> [Stated task]: Write out the full listing exactly as given, minus the images.

>> Begin

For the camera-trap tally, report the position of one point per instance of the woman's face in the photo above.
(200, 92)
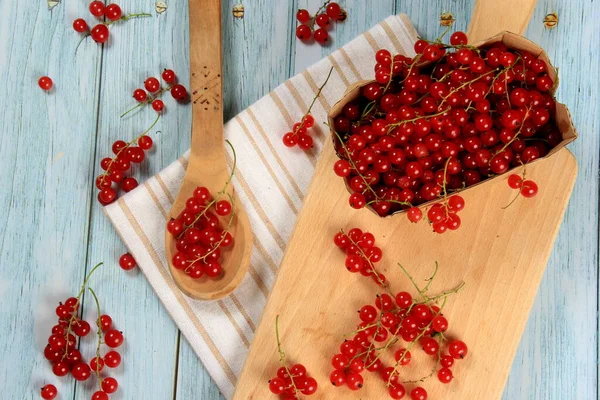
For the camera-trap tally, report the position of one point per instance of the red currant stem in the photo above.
(498, 75)
(127, 18)
(463, 85)
(410, 346)
(313, 102)
(218, 195)
(516, 134)
(377, 275)
(223, 233)
(352, 162)
(98, 333)
(74, 315)
(387, 85)
(392, 126)
(282, 354)
(368, 108)
(114, 159)
(518, 190)
(149, 100)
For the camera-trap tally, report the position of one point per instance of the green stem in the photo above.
(128, 17)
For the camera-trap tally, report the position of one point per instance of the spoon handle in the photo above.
(206, 80)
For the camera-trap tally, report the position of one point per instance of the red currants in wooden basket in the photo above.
(450, 117)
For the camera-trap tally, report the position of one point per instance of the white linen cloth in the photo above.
(271, 181)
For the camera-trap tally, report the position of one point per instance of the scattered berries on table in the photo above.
(328, 13)
(396, 323)
(299, 135)
(291, 381)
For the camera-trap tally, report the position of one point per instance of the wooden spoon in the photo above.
(207, 166)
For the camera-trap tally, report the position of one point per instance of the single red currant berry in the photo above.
(158, 105)
(414, 214)
(145, 142)
(45, 83)
(80, 25)
(302, 15)
(303, 32)
(403, 355)
(97, 364)
(100, 33)
(418, 393)
(112, 359)
(445, 375)
(354, 381)
(458, 38)
(113, 338)
(109, 385)
(152, 84)
(49, 392)
(515, 181)
(223, 207)
(342, 168)
(277, 385)
(140, 95)
(105, 322)
(60, 368)
(113, 12)
(456, 203)
(169, 76)
(99, 395)
(81, 371)
(323, 20)
(357, 200)
(529, 188)
(179, 92)
(127, 262)
(397, 391)
(457, 349)
(446, 361)
(81, 328)
(321, 36)
(310, 386)
(97, 8)
(334, 10)
(129, 184)
(337, 378)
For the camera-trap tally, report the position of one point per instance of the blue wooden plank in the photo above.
(138, 49)
(46, 147)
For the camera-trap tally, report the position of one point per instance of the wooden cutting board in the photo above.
(499, 254)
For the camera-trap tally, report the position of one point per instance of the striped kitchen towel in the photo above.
(271, 190)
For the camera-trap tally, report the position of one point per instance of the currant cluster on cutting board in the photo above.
(200, 238)
(442, 121)
(293, 381)
(116, 167)
(153, 86)
(62, 352)
(324, 18)
(395, 324)
(112, 14)
(299, 135)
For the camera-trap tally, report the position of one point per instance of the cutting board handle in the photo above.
(494, 16)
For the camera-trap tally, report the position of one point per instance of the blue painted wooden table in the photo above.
(52, 229)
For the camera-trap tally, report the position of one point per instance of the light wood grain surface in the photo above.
(52, 229)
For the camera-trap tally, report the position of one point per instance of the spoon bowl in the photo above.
(208, 160)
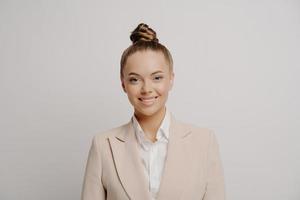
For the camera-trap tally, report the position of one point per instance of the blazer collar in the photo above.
(130, 169)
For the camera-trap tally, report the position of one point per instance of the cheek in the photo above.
(163, 89)
(132, 91)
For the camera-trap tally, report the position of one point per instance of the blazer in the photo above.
(192, 169)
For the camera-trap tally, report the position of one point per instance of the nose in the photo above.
(146, 88)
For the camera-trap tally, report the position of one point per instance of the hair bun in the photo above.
(143, 32)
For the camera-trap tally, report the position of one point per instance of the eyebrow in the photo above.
(133, 73)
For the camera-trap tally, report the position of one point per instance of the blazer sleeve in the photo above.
(215, 189)
(92, 187)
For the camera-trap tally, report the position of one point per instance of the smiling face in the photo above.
(147, 80)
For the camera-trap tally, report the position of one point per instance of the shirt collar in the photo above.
(163, 131)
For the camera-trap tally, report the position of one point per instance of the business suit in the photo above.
(193, 168)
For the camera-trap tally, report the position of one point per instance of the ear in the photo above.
(171, 80)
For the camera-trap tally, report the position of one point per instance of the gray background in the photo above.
(236, 71)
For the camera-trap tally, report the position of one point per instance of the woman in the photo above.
(153, 156)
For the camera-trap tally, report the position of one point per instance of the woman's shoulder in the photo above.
(104, 134)
(203, 131)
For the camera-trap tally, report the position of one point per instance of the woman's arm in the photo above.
(92, 185)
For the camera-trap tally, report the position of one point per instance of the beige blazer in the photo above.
(193, 169)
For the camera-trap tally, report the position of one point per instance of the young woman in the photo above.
(153, 156)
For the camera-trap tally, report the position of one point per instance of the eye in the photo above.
(157, 78)
(133, 80)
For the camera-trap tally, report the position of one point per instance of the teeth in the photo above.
(148, 101)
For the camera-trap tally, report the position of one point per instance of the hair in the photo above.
(144, 38)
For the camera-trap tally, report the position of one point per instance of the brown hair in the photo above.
(144, 38)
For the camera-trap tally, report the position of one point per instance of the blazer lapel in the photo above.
(176, 164)
(128, 163)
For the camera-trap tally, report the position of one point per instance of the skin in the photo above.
(147, 74)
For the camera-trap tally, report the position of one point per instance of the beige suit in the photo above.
(193, 169)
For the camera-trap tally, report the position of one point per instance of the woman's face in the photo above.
(147, 80)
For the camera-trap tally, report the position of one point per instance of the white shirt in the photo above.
(153, 154)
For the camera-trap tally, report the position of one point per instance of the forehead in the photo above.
(146, 62)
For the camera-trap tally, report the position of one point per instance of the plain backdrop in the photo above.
(236, 71)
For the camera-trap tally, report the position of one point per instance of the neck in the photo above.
(151, 124)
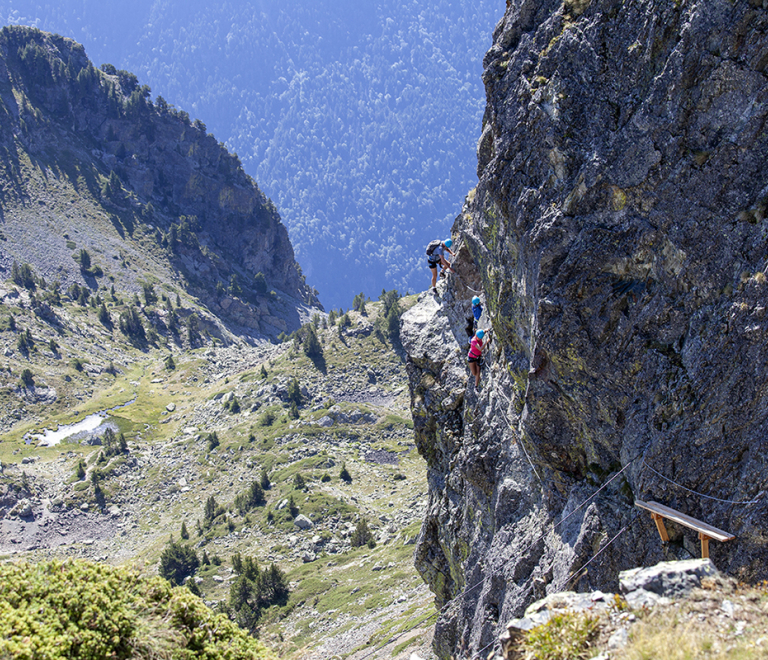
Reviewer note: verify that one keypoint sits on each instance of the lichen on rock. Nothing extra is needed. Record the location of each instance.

>> End

> [Solution for this exercise]:
For the camera-trap tally, report the position of one point per instance of the woman's face in the photo above.
(200, 92)
For the camera-trap tally, report the position of one point per instance of the red currant stem in the photo above.
(498, 75)
(127, 18)
(463, 85)
(410, 346)
(313, 102)
(218, 195)
(516, 134)
(377, 275)
(223, 233)
(352, 162)
(98, 333)
(74, 315)
(387, 85)
(392, 126)
(282, 354)
(368, 108)
(114, 159)
(518, 190)
(149, 100)
For the camera-trap tally, report the position of one point per instance of the green stem in the photo above.
(128, 17)
For the camera-trap tally, report the position of one point per instance of the spoon handle in the photo above.
(206, 80)
For the camera-trap tally, report the position of one point per instance of the red currants in wooden basket in the photo above.
(450, 117)
For the camera-trap tally, report the position of one point per instance of the white linen cloth in the photo above.
(271, 181)
For the camera-trap tally, report the position of one point per instance of the scattered berries on table in the photo above.
(328, 13)
(396, 323)
(299, 135)
(291, 381)
For the camera-trap tally, report the position of one point per instance of the wooden spoon in the photo above.
(207, 166)
For the camera-trap tally, report the position of one point per instance of the single red currant berry in the photo above.
(158, 105)
(414, 214)
(145, 142)
(45, 83)
(80, 25)
(302, 15)
(303, 32)
(403, 355)
(97, 364)
(100, 33)
(418, 393)
(112, 359)
(445, 375)
(354, 381)
(458, 38)
(113, 338)
(109, 385)
(152, 84)
(49, 392)
(515, 181)
(223, 207)
(342, 168)
(277, 385)
(140, 95)
(105, 322)
(60, 368)
(113, 12)
(456, 203)
(169, 76)
(99, 395)
(81, 371)
(323, 20)
(357, 200)
(529, 188)
(179, 92)
(127, 262)
(397, 391)
(457, 349)
(446, 361)
(81, 328)
(321, 36)
(310, 386)
(97, 8)
(334, 10)
(129, 184)
(337, 378)
For the camera-trap tally, report the position of one point per instance of the blue wooden plank in the photo above.
(138, 49)
(46, 147)
For the camera-trap tally, report the position of one point per instance of the wooden cutting board in the photo above.
(499, 254)
For the camera-trap tally, report the position of one point per instance of the striped kitchen towel in the photo above.
(271, 190)
For the camera-trap tally, report the position of one point per instance of the currant cluster on cutting board in the photo above.
(200, 238)
(442, 121)
(293, 381)
(116, 167)
(153, 86)
(62, 352)
(324, 18)
(395, 324)
(112, 14)
(299, 135)
For the camera-trap tally, report the position of one point per instance of the cutting board handle in the photo above.
(494, 16)
For the camera-trap tally, report the position of one point per instance of the blue painted wooden table in the photo above.
(52, 229)
For the camera-trap tally, report the position of one point per instance of the light wood grain surface in the photo above.
(52, 229)
For the camera-trap tally, report the position of one point per instance of the spoon bowl in the photo above.
(208, 160)
For the camera-trap tally, report the position of one point per instance of the blazer collar in the photo above.
(130, 169)
For the camera-trap tally, report the position of one point per instance of the cheek in the photo above.
(163, 89)
(132, 91)
For the camera-trap tally, report the position of one point per instance of the blazer in the photo above.
(192, 169)
For the camera-trap tally, report the position of one point per instance of the nose in the photo above.
(146, 88)
For the camera-trap tally, report the position of one point per instance of the hair bun in the photo above.
(143, 32)
For the camera-trap tally, report the position of one point per instance of the eyebrow in the photo above.
(133, 73)
For the camera-trap tally, report the position of one point per instance of the blazer sleeve in the photo above.
(215, 189)
(92, 187)
For the camera-trap tally, report the position of one point per instance of the smiling face in the photo above.
(147, 80)
For the camera-trap tally, report the position of one point per instance of the shirt collar in the photo above.
(163, 131)
For the camera-trap tally, report the position of one point per instance of the business suit in the photo above.
(193, 168)
For the camera-trap tally, report the position of one point per instance of the ear in the photo above.
(171, 80)
For the camera-trap tally, report the position of one point per instance of the gray background in the photo above.
(236, 71)
For the camera-trap tally, report the position of one point per instance of the woman in the photo above.
(153, 156)
For the camera-trap tally, report the position of one point per instance of the woman's shoulder in the photo above.
(104, 134)
(203, 131)
For the camera-trap tally, report the position of one point per instance of the woman's arm in the photo above.
(92, 185)
For the camera-trap tally, report the position of one point per instance of the beige blazer in the photo above.
(193, 169)
For the camera-trap tally, report the position of one point per instance of the young woman in the photo above.
(153, 156)
For the camera-trap tally, report the position of one point per instance of the eye in the photo above.
(157, 78)
(133, 80)
For the camera-trap tally, report the position of one point per instance of the teeth in the photo above.
(148, 101)
For the camera-trap tally, report the position of one point per instance of the hair in the photo above.
(144, 38)
For the camera-trap tally, report the position of one point per instance of the brown hair in the photo above.
(144, 38)
For the camera-trap tally, report the position of one point per instance of the blazer lapel in the photo above.
(176, 164)
(128, 163)
For the camera-trap tally, report the position of one point per instance of the skin in the photo above.
(147, 74)
For the camera-trap tally, report the position of one point per instance of the beige suit in the photo above.
(193, 169)
For the camera-trap tally, report the position of one point per instance of the woman's face in the photo above.
(147, 80)
For the camera-trap tally, report the position of one point per instance of the white shirt in the photo above.
(153, 154)
For the camera-trap tally, report the position of one point per instance of the forehead in the photo above.
(146, 62)
For the camera-trap tally, report the position of one point per instance of the plain backdrop in the photo above.
(236, 71)
For the camera-trap tally, report the position of one point per instance of the neck in the photo above.
(151, 124)
Reviewer note: verify that one keypoint sits on each instance of the lichen on rock. Nothing extra is needed. Record the location of each instance.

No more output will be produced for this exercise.